-- PROVIDED RECORDS follows --

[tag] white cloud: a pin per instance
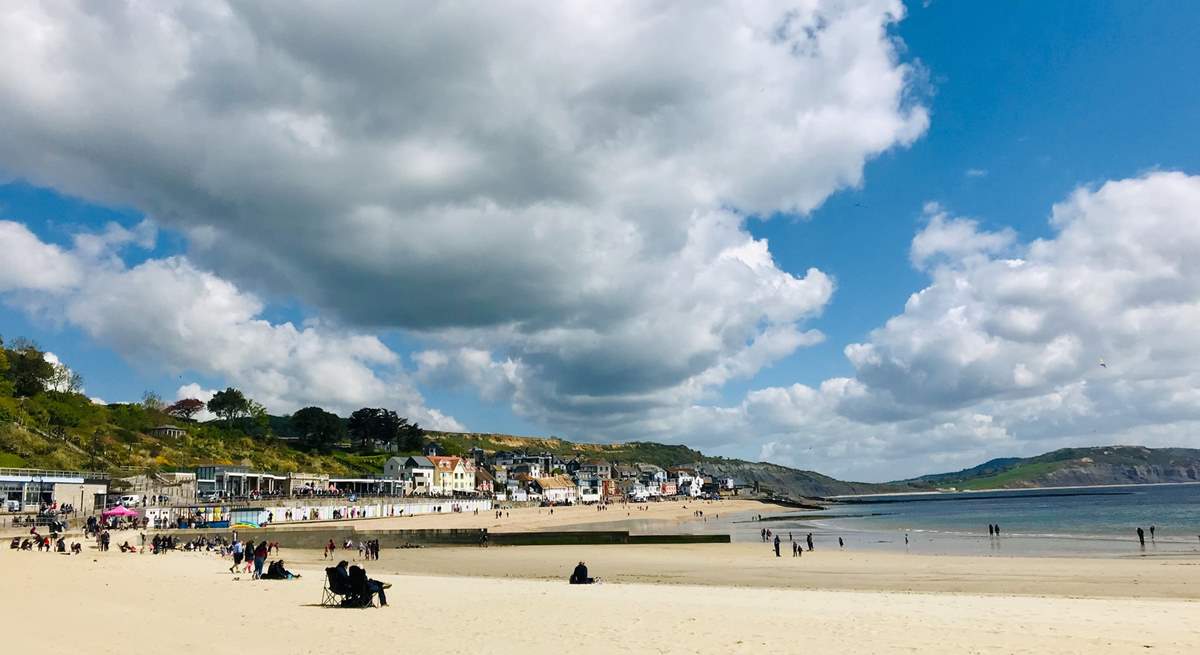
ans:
(1000, 354)
(168, 314)
(571, 204)
(30, 264)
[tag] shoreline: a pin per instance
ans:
(666, 598)
(1006, 490)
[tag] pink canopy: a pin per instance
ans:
(120, 510)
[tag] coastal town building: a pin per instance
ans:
(451, 475)
(31, 488)
(556, 488)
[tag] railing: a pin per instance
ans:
(49, 473)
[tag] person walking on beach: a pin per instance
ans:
(237, 557)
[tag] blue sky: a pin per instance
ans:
(1025, 102)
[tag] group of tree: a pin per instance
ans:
(367, 427)
(318, 430)
(373, 426)
(25, 372)
(232, 406)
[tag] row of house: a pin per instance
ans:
(546, 478)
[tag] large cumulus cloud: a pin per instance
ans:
(169, 314)
(558, 185)
(1085, 337)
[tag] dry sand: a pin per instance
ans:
(540, 518)
(108, 602)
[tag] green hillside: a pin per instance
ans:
(1074, 467)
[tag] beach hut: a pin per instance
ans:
(119, 511)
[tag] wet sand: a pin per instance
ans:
(108, 602)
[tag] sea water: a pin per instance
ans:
(1072, 522)
(1095, 521)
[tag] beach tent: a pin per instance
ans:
(120, 510)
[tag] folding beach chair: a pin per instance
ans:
(335, 594)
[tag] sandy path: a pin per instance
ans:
(755, 565)
(540, 518)
(186, 602)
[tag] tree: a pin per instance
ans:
(28, 370)
(318, 430)
(377, 425)
(229, 404)
(153, 402)
(412, 437)
(186, 408)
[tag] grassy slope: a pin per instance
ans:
(61, 430)
(1050, 469)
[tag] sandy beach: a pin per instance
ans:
(543, 518)
(107, 602)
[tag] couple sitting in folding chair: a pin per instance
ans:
(352, 588)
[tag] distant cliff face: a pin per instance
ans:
(787, 481)
(1077, 467)
(1097, 473)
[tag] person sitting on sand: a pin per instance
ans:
(580, 576)
(276, 571)
(365, 587)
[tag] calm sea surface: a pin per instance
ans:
(1036, 522)
(1092, 521)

-- PROVIDED RECORDS concluded --

THE PROBLEM:
Output the complete listing exactly. Pictures stay out.

ANSWER TO THE PROBLEM:
[tag] white cloud: a pin per instance
ans:
(1000, 354)
(168, 314)
(571, 204)
(30, 264)
[tag] shoreline: a pin per instance
ans:
(666, 598)
(1006, 490)
[tag] pink canopy: a pin per instance
ans:
(120, 510)
[tag] coastal town building: a pin per instance
ans:
(451, 475)
(31, 488)
(556, 488)
[tag] railing: a pin per instance
ans:
(49, 473)
[tag] person walking on beach: a pin per instance
ans:
(237, 557)
[tag] blue sky: a pin per instance
ans:
(1025, 102)
[tag] group of tree: a pin per instance
ans:
(367, 427)
(318, 430)
(373, 426)
(25, 372)
(232, 406)
[tag] row of house: a pin per instance
ans:
(546, 478)
[tag] large cumulus cloud: a pin per instance
ans:
(169, 314)
(558, 185)
(1085, 337)
[tag] dry sand: a pin per instance
ans:
(540, 518)
(108, 602)
[tag] green hillside: a pin per instance
ans:
(1074, 467)
[tag] beach hut: a pin per instance
ans:
(119, 511)
[tag] wet sand: a pin per instance
ans:
(108, 602)
[tag] sea water: a pin per instance
ans:
(1072, 522)
(1095, 521)
[tag] beach tent: a pin per instance
ans:
(120, 510)
[tag] folding beach chair: a pin per instance
ans:
(335, 594)
[tag] sandy path: a pin per instance
ans:
(755, 565)
(540, 518)
(186, 602)
[tag] tree: a pin per instance
ans:
(28, 370)
(318, 430)
(377, 425)
(229, 404)
(153, 402)
(412, 437)
(186, 408)
[tag] grassy slope: a pin per instance
ans:
(61, 430)
(1050, 469)
[tag] sandy beach: a pin per instance
ans:
(543, 518)
(107, 602)
[tag] couple sitting in folding chair: a pin per instance
ans:
(352, 588)
[tag] distant cliff face: a pin per instance
ans:
(787, 481)
(1077, 467)
(1097, 473)
[tag] person sitting on sand: a pin per instance
ans:
(580, 576)
(276, 571)
(365, 587)
[tag] calm sea surface: a pin per instance
ans:
(1036, 522)
(1092, 521)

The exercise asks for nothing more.